JOB> Rewrite the records from the line containing "Every instance of the long" down through the line containing "[(184, 93)]", putting "single dot" in place of "single marker" and leaving everything else unchanged.

PROVIDED INFORMATION>
--------------------------------

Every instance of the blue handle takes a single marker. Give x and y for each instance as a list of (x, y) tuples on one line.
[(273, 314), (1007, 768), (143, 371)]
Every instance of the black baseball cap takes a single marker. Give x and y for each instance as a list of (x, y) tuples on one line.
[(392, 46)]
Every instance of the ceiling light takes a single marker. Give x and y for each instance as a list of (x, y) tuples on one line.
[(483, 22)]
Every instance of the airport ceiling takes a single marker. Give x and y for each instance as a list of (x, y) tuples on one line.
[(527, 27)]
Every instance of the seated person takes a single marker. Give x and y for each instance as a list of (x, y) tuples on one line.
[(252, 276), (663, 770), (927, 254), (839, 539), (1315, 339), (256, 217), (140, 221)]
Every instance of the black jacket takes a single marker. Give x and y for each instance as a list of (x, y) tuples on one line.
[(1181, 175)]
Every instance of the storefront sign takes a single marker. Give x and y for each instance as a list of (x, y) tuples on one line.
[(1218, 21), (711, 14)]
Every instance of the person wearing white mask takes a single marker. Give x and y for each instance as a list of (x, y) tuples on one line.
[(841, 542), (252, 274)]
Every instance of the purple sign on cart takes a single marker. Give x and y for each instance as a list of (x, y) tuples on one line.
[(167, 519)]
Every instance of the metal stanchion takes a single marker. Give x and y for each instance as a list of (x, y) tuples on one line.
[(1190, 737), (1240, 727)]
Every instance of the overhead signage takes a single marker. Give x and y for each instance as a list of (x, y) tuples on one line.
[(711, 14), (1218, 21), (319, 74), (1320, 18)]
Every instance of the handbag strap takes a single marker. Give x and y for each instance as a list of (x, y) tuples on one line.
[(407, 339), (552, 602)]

--------------------------------

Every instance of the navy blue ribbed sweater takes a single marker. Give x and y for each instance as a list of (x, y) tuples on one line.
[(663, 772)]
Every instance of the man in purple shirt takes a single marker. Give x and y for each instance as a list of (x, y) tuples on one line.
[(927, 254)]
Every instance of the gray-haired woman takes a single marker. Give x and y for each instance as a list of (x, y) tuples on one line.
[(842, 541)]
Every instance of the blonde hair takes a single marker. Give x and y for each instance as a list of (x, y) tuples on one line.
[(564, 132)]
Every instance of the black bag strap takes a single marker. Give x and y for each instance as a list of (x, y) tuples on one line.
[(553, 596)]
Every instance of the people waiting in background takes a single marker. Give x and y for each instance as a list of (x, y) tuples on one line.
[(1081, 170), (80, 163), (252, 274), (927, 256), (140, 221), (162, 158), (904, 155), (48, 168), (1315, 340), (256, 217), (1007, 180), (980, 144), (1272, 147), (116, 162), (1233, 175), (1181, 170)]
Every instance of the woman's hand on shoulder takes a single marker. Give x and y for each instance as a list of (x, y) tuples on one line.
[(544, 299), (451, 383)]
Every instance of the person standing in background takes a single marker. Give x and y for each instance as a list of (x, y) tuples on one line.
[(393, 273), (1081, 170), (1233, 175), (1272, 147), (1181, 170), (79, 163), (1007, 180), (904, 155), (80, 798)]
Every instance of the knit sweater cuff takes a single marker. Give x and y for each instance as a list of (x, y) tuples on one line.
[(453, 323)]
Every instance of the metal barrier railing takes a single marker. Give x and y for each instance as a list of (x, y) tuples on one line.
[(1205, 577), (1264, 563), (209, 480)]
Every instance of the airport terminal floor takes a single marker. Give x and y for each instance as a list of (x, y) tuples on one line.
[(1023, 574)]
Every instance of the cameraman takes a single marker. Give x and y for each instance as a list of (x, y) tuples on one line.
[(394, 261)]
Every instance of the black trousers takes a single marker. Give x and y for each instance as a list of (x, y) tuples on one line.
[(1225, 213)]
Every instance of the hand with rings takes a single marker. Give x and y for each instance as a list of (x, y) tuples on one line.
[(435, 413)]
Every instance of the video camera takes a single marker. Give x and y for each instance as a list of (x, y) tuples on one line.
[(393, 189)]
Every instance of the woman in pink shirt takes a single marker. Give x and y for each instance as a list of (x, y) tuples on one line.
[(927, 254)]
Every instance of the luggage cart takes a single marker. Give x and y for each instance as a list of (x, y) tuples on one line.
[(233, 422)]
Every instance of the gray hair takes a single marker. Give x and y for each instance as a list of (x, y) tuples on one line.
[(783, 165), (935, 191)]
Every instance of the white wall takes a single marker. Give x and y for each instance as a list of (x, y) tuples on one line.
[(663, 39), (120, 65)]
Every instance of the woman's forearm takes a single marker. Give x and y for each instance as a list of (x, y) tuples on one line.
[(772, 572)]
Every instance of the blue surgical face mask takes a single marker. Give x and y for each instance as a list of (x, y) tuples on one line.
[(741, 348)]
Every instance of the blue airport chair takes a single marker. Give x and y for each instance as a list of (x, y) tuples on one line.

--------------------------------

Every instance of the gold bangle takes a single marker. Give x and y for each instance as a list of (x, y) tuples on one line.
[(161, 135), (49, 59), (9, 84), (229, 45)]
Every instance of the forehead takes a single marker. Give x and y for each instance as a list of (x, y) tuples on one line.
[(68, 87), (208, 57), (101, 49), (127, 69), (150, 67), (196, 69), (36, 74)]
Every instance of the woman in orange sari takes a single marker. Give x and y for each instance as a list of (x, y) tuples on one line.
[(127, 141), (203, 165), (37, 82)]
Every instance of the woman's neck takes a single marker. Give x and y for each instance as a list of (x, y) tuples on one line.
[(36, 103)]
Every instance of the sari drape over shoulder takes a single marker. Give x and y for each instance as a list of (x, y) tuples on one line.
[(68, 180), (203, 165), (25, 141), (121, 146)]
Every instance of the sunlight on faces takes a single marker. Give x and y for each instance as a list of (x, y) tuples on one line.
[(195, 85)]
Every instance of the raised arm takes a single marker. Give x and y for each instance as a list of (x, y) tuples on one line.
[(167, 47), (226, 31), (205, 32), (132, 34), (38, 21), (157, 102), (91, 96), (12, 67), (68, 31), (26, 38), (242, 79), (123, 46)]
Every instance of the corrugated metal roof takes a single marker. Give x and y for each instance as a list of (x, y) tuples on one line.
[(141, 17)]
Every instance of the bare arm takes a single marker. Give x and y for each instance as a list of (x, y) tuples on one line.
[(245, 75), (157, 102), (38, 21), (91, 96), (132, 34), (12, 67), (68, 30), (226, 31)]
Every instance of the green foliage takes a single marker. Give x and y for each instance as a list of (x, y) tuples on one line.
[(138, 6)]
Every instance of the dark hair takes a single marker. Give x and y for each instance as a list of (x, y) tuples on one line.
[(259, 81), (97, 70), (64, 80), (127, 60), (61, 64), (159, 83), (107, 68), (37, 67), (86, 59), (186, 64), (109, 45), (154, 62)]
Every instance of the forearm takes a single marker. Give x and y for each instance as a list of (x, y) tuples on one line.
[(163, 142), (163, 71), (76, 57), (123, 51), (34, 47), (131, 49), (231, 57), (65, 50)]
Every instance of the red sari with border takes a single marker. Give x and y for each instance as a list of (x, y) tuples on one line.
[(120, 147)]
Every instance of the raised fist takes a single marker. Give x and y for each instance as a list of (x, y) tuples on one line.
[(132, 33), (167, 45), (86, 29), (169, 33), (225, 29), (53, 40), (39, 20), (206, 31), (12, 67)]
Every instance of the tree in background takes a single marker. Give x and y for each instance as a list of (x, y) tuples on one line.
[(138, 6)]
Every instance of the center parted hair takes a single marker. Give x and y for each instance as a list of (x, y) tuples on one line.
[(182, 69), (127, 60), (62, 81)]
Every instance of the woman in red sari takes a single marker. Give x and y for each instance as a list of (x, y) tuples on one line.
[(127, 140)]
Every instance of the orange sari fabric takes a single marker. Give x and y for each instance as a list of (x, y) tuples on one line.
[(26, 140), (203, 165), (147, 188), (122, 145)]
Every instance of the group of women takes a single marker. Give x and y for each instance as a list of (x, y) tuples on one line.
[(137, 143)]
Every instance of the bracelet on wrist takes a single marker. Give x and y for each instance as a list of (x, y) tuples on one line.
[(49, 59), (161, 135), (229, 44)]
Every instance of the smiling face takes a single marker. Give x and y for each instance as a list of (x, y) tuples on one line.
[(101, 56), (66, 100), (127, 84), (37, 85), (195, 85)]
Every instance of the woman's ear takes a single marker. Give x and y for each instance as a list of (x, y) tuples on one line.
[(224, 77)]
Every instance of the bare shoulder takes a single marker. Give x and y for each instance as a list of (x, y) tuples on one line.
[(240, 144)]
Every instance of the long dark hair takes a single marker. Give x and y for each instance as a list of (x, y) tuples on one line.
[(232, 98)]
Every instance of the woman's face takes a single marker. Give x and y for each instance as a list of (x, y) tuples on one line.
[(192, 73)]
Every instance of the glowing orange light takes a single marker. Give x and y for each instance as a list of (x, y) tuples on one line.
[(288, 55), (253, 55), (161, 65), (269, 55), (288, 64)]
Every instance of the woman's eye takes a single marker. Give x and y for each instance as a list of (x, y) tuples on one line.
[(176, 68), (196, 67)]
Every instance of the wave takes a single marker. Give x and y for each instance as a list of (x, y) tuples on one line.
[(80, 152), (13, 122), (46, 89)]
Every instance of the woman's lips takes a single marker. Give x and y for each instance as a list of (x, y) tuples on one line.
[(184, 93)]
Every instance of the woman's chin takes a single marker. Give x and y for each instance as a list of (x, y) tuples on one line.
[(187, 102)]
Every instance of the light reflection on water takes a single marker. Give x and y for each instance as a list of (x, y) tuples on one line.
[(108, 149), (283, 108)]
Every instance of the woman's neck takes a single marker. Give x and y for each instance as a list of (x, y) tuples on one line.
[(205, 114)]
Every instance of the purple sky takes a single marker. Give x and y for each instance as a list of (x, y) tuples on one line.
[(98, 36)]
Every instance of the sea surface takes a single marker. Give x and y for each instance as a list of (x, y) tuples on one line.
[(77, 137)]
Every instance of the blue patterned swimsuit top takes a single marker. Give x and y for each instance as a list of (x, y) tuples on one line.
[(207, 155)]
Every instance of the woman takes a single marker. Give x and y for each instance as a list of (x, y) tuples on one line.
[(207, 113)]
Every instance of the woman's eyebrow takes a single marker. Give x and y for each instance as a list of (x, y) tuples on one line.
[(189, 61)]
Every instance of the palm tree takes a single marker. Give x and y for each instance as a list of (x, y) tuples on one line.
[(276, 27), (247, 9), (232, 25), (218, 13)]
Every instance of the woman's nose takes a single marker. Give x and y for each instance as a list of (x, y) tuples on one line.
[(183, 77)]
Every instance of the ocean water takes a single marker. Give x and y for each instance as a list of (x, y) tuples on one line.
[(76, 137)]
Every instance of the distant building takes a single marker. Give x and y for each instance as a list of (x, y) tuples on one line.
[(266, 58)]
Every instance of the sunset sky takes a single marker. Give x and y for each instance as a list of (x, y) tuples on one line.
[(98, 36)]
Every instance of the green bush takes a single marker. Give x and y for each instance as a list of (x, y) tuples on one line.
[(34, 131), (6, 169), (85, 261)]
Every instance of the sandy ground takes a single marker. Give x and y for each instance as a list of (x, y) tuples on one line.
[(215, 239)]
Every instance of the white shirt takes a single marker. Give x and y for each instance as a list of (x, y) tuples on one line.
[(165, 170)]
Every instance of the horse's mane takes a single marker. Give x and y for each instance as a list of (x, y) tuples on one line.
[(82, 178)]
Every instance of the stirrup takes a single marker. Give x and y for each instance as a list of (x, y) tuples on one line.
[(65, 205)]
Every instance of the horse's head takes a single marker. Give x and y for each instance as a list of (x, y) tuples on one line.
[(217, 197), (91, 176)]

--------------------------------

SOLUTION TO THIS EXERCISE>
Every instance of the long dark hair takes a single dot. Give x and y for each instance as a list of (x, y) tuples on one line.
[(232, 98)]
Every instance of the woman's face takes a single dot. Give x and y for each instance as a list of (x, y) tuples on one line.
[(192, 73)]
Every instance of the glowing orange light takes a single dot. Give x and y for each instance as a list of (x, y) tuples on one line.
[(288, 55), (253, 55), (161, 65), (269, 55), (288, 64)]
Every instance of the woman's eye takes a single dot. Give x and y for each instance as a list of (x, y) tuples on one line.
[(176, 68), (196, 67)]
Every instance of the wave takes a single dot. Give x and y for each instance as a list of (x, y) tuples on one line.
[(80, 152), (13, 122), (46, 89)]
Every instance of the woman's lips takes a single dot. Give x and y for each instance as a list of (x, y) tuples on one line.
[(184, 93)]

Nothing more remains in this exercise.